* [Data shown]:
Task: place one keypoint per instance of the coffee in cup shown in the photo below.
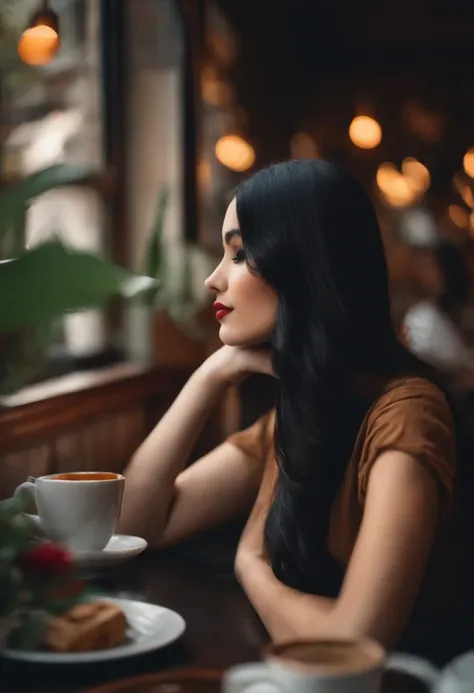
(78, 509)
* * *
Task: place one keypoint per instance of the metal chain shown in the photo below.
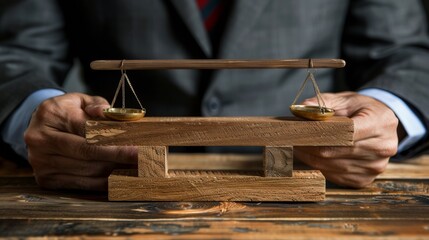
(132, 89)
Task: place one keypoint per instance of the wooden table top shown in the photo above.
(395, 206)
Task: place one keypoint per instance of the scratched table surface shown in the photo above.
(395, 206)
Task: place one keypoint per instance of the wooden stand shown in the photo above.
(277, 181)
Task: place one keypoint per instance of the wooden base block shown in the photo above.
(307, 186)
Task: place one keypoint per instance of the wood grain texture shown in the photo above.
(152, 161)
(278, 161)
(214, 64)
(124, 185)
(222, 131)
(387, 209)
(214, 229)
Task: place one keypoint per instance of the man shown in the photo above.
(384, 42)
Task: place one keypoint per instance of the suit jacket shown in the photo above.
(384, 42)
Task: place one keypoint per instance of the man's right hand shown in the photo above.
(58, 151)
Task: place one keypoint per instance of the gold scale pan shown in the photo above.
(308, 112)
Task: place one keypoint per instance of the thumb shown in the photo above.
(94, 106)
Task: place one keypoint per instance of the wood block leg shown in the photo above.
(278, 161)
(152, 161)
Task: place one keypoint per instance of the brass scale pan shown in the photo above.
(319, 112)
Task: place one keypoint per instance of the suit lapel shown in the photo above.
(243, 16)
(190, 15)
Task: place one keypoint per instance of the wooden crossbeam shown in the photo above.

* [Brief]:
Render the records above as a Markdown table with the columns Row and Line, one numbered row per line, beginning with the line containing "Task: place one keypoint per instance of the wooden base" and continuing through the line containing "Task: place one keypoint per instance of the wooden crossbeam". Omit any blank lines.

* [Output for this exercise]:
| Row | Line |
|---|---|
| 1 | Task: place one keypoint per instance of the wooden base block shown in the photo above. |
| 2 | (307, 186) |
| 3 | Task: place one keypoint per instance of the wood grain texture shown in the photo above. |
| 4 | (152, 161) |
| 5 | (278, 161) |
| 6 | (214, 64) |
| 7 | (124, 185) |
| 8 | (222, 131) |
| 9 | (387, 209) |
| 10 | (214, 229) |
| 11 | Task: place one keypoint per instance of the man shown in the photo above. |
| 12 | (384, 42) |
| 13 | Task: place one keypoint per instance of the suit jacket shown in the photo above. |
| 14 | (384, 42) |
| 15 | Task: place one keypoint per instance of the man's right hand shown in the photo above. |
| 16 | (58, 151) |
| 17 | Task: place one keypoint per instance of the gold scale pan shown in the photo above. |
| 18 | (308, 112) |
| 19 | Task: place one keypoint per instance of the thumb shown in the photo above. |
| 20 | (94, 106) |
| 21 | Task: place one keypoint per instance of the wood block leg shown in the photo above. |
| 22 | (278, 161) |
| 23 | (152, 161) |
| 24 | Task: place one keypoint per instance of the brass scale pan shown in the photo above. |
| 25 | (319, 112) |
| 26 | Task: place one keypoint per instance of the suit lapel shown in the photo above. |
| 27 | (243, 16) |
| 28 | (190, 15) |
| 29 | Task: place one keypoint per instance of the wooden crossbeam shown in the photo above. |